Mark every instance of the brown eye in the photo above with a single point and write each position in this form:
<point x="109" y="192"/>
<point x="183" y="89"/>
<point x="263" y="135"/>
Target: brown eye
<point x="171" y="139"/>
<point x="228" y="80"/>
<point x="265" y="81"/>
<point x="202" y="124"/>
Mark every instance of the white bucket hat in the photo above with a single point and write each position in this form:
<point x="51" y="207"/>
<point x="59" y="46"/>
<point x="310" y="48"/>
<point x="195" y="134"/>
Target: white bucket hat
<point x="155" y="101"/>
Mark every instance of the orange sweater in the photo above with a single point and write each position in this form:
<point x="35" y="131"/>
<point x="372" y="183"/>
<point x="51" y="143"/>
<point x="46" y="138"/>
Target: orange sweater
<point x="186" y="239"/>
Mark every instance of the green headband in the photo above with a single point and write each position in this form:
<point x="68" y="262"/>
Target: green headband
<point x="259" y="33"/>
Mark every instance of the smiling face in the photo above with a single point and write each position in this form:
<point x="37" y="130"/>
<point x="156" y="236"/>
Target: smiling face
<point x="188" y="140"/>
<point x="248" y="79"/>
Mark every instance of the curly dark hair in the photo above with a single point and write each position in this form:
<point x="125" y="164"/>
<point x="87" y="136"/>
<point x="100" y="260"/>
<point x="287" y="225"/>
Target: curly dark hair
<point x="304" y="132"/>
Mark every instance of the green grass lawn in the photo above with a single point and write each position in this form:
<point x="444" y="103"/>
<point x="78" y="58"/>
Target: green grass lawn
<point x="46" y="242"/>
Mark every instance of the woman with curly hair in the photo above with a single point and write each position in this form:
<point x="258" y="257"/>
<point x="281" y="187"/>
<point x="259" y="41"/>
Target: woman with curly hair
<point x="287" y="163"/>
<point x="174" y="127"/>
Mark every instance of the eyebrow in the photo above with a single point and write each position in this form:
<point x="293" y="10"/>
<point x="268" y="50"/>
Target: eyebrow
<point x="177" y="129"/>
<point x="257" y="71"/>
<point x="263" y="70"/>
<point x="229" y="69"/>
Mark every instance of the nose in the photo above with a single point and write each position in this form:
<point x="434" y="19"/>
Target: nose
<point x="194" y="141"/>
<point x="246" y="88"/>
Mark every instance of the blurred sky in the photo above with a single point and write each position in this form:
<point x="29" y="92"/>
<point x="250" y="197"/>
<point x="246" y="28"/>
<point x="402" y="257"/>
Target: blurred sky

=-=-=

* Exercise goal
Every line from the one holding "Mark every instance of the smiling" through the final line of the listing must be echoed exactly; leave out all other lines.

* The answer
Mark every instance of the smiling face in the photo above with a single point and write each position in this form:
<point x="37" y="130"/>
<point x="156" y="236"/>
Target: smiling face
<point x="188" y="140"/>
<point x="248" y="79"/>
Mark every instance of the curly dark hair in the photo above with a single point and write each position in this form:
<point x="125" y="164"/>
<point x="87" y="136"/>
<point x="100" y="260"/>
<point x="287" y="225"/>
Target: curly dark hair
<point x="304" y="132"/>
Mark every instance of the green grass lawn in the photo above with a single point and write each position in this form:
<point x="444" y="103"/>
<point x="78" y="58"/>
Target: green grass lawn
<point x="46" y="242"/>
Mark every instance of the woman with curly hair in the photo above with a single point and write each position in this form:
<point x="258" y="257"/>
<point x="281" y="187"/>
<point x="259" y="41"/>
Target: woman with curly hair
<point x="287" y="163"/>
<point x="174" y="127"/>
Mark every instance of the eyebrow in the photo above with a single point and write each position in this form:
<point x="293" y="10"/>
<point x="268" y="50"/>
Target: eyebrow
<point x="177" y="129"/>
<point x="257" y="71"/>
<point x="263" y="70"/>
<point x="229" y="69"/>
Mark every instance of the nose in the photo above with a single point and write each position in this form:
<point x="434" y="19"/>
Target: nose
<point x="194" y="141"/>
<point x="246" y="88"/>
Mark every instance of the blurred sky in the photo above with a single point and write each position in this form:
<point x="29" y="92"/>
<point x="250" y="197"/>
<point x="246" y="28"/>
<point x="402" y="257"/>
Target: blurred sky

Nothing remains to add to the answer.